Extrait fourni:
THIJS DEMEULEMEESTER, le 11 novembre 2021
 
Avec le produit de la vente d’un Manet de sa grand-mère, Frédéric de Goldschmidt a commencé en 2008 une collection d’art contemporain. Dès ce week-end, 315 œuvres seront exposées dans son coworking bruxellois.

« Ce n’est pas un musée privé. »
 
Qu’avez-vous hérité de votre grand-mère? Une table à manger? Un long nez? Une bague en diamant? Une maison de campagne? Frédéric de Goldschmidt a, lui, hérité d’une collection d’art. Et d'une passion qui l’a aussi contaminé. « En 2008, le produit de la vente d’un portrait d’Édouard Manet provenant de la collection de ma grand-mère m’a permis de démarrer ma collection d’art contemporain. Et c’est ici que cela m’a mené. »

 
Il nous montre la façade de son nouveau bâtiment, le Cloud Seven, situé quai du Commerce 7 à Bruxelles. « In Love With the World / But I Will be Home Soon », peut-on lire sur une œuvre en acier. Frédéric de Goldschmidt viendra effectivement y vivre, mais il compte également y installer un espace de coworking et d’art. Et comme les cinq étages ne sont pas encore aménagés, il y organise une présentation de sa collection en attendant l’inauguration, en février.
 
« Il y a cinq ans, j’ai vu une affiche signalant la vente publique de ce bâtiment. Comme c’était justement le jour des visites, je suis entré », se souvient-il. « Ce bâtiment des années 1820 était un centre de consultation psychiatrique. En bas, il y avait une petite salle de projection utilisée par le service de l’audiovisuel du ministère de l’Enseignement. La société cinématographique allemande UFA y a également eu son siège en Belgique et, comme j’ai travaillé un temps comme producteur de cinéma, cette salle de projection m’a plu tout de suite. Avec des vieux 78 tours que nous avons trouvés dans le grenier, j’ai demandé à l’artiste Gregor Hildebrandt de réaliser une œuvre in situ dans cette petite salle. »

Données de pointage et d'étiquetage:

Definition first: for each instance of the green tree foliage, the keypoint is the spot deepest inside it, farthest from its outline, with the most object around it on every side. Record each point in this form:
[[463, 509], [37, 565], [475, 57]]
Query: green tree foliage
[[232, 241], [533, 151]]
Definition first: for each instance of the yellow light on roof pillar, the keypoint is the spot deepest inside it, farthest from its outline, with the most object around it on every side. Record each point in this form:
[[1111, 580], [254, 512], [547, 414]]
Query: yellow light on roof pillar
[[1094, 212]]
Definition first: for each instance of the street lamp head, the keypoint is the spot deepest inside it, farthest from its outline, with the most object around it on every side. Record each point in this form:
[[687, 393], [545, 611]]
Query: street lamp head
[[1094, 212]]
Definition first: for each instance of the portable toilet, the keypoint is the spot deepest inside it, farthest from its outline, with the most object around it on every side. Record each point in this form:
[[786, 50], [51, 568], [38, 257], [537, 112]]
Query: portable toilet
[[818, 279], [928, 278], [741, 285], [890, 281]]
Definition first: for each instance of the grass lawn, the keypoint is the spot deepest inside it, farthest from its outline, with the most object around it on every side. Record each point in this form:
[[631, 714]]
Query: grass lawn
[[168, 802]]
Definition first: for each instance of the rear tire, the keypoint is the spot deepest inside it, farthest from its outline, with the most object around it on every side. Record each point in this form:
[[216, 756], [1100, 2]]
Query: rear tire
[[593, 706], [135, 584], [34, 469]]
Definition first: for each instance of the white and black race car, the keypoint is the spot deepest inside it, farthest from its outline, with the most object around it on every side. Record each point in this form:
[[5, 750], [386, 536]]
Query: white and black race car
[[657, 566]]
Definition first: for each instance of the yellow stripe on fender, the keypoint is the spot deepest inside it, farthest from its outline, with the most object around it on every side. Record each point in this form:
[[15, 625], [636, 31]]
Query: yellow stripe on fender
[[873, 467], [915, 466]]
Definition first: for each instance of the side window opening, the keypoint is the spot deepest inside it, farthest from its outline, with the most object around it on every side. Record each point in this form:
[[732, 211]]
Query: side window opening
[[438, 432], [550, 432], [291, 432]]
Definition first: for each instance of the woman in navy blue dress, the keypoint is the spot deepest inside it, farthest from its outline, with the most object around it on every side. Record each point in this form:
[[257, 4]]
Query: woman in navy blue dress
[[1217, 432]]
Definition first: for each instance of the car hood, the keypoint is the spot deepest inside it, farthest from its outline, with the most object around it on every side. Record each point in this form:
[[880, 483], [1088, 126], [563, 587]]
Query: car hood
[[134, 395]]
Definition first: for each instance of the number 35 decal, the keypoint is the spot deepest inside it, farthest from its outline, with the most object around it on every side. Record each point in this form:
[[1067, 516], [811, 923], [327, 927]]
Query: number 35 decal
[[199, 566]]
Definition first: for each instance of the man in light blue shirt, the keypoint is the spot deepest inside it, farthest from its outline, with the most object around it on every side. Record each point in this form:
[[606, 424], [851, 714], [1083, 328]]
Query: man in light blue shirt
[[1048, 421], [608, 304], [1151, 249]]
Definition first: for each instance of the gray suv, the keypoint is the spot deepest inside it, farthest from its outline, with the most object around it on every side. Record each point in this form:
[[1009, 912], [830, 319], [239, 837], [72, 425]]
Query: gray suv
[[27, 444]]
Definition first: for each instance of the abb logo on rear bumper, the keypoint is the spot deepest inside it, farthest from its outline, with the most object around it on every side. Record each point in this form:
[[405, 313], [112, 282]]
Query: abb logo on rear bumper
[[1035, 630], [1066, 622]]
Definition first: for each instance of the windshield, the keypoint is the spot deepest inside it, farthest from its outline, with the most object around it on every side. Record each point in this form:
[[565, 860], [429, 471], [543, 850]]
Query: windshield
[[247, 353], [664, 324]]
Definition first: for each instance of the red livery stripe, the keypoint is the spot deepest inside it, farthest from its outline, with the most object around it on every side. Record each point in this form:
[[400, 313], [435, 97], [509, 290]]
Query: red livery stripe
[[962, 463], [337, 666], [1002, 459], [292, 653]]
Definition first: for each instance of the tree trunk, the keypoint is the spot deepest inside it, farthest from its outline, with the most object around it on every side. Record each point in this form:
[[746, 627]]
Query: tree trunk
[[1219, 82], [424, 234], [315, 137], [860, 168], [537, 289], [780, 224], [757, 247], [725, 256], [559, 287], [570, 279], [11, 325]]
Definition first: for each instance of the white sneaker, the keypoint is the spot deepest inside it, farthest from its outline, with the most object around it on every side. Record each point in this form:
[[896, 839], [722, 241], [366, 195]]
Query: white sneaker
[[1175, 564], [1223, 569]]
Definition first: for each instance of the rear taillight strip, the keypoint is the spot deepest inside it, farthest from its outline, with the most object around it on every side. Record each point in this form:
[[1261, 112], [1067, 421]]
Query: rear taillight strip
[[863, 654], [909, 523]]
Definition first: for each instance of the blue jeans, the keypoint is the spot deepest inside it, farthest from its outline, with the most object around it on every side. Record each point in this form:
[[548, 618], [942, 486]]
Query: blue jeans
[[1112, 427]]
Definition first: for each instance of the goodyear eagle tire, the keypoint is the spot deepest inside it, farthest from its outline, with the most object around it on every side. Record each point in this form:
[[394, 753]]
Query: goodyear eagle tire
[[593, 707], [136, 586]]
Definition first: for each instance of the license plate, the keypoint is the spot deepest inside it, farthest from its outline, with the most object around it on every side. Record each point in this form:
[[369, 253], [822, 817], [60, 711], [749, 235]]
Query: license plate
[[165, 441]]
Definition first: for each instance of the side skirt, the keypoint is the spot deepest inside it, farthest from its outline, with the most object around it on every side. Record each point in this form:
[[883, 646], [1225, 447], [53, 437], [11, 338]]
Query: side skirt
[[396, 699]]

Vos tâches:
A) Selon l'extrait, pour quelle raison la petite salle de projection du bâtiment a-t-elle immédiatement plu à Frédéric de Goldschmidt ? Répondez en une à trois phrases.
B) Recopiez fidèlement le passage de l'extrait compris entre « THIJS DEMEULEMEESTER, le » et « son coworking bruxellois. », ces mots inclus.

Problèmes résolus:
A) Elle lui a plu tout de suite parce qu'il a lui-même travaillé un temps comme producteur de cinéma. Or la société cinématographique allemande UFA avait eu son siège en Belgique dans ce bâtiment.

B)
THIJS DEMEULEMEESTER, le 11 novembre 2021
 
Avec le produit de la vente d’un Manet de sa grand-mère, Frédéric de Goldschmidt a commencé en 2008 une collection d’art contemporain. Dès ce week-end, 315 œuvres seront exposées dans son coworking bruxellois.